Provided data Start Marker

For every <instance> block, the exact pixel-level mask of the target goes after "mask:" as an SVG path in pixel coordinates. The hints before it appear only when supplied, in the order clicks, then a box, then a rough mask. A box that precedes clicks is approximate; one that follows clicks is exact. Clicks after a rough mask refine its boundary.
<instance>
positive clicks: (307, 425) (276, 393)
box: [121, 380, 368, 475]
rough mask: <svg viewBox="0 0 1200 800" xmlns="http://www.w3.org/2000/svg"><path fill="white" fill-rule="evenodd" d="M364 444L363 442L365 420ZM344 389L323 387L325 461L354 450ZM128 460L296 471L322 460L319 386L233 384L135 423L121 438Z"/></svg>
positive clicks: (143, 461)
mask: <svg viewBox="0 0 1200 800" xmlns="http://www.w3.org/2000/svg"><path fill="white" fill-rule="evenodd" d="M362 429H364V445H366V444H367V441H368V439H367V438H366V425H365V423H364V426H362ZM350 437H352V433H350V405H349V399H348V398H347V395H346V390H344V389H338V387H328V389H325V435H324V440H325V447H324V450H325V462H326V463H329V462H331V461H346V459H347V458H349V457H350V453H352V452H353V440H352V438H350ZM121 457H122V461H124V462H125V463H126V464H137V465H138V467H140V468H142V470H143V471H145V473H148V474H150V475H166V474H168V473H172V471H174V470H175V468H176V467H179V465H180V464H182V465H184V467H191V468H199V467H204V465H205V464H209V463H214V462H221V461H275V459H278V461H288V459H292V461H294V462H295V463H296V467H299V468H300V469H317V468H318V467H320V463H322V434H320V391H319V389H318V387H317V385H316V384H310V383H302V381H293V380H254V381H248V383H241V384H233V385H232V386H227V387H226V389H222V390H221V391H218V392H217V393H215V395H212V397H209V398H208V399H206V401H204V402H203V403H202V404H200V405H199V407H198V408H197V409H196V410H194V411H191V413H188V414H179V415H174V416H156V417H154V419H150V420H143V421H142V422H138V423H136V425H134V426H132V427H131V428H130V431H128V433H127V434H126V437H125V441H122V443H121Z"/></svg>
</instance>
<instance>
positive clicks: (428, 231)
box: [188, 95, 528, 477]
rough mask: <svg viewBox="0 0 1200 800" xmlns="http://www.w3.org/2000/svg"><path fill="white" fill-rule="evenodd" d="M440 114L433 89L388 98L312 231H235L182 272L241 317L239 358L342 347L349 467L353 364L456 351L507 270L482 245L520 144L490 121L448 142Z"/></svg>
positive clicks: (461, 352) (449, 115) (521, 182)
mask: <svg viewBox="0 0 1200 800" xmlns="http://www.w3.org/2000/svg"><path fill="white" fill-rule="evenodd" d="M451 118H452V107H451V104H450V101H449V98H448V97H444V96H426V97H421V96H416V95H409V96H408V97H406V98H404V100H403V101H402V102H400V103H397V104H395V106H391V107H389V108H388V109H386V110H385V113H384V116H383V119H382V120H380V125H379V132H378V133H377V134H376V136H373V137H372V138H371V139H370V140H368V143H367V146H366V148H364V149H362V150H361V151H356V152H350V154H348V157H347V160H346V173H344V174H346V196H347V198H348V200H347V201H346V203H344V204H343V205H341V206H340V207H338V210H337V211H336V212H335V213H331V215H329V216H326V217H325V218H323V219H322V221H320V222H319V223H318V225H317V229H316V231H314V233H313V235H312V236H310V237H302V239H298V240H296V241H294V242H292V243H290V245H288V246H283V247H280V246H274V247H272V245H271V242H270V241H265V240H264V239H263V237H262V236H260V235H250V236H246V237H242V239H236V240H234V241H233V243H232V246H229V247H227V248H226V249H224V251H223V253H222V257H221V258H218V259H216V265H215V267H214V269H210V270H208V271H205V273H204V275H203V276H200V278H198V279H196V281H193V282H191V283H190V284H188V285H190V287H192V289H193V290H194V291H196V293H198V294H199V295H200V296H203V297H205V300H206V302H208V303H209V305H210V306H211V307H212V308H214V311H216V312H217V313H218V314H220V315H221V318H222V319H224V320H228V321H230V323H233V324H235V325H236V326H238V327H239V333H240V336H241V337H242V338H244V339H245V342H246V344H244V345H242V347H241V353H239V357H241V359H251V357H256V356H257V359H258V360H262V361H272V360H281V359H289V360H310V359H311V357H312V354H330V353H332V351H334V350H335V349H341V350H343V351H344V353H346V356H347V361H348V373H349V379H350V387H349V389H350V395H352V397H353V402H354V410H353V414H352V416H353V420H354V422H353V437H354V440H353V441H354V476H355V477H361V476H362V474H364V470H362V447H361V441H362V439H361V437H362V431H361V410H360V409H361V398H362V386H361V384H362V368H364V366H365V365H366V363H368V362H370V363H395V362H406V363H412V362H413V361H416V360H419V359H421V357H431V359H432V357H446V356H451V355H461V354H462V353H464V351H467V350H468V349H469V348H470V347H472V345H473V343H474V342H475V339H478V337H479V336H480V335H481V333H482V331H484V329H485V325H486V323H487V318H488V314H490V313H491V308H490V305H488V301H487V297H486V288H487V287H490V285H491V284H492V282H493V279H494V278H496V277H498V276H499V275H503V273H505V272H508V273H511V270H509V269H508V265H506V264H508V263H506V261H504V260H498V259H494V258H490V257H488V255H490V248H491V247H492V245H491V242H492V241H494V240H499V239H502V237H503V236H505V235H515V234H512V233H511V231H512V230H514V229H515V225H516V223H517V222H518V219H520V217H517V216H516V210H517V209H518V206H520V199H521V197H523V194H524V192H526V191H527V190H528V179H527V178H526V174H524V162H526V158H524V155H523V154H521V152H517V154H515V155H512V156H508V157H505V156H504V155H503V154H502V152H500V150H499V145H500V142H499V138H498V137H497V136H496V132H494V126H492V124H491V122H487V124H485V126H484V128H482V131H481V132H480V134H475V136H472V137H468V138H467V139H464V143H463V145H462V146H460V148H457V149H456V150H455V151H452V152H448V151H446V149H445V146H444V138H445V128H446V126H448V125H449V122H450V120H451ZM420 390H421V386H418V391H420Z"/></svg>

Provided data End Marker

**Exercise goal**: Every line above with the string "instance" in it needs to be copied.

**Reply**:
For every <instance> block, the exact pixel-level mask of the target goes after "mask:" as an SVG path in pixel coordinates. The hints before it appear only when supplied, in the order clicks, then a box, then a rough mask. A box that precedes clicks is approximate; one that follows clicks is exact. Clicks after a rough mask refine its boundary.
<instance>
</instance>
<instance>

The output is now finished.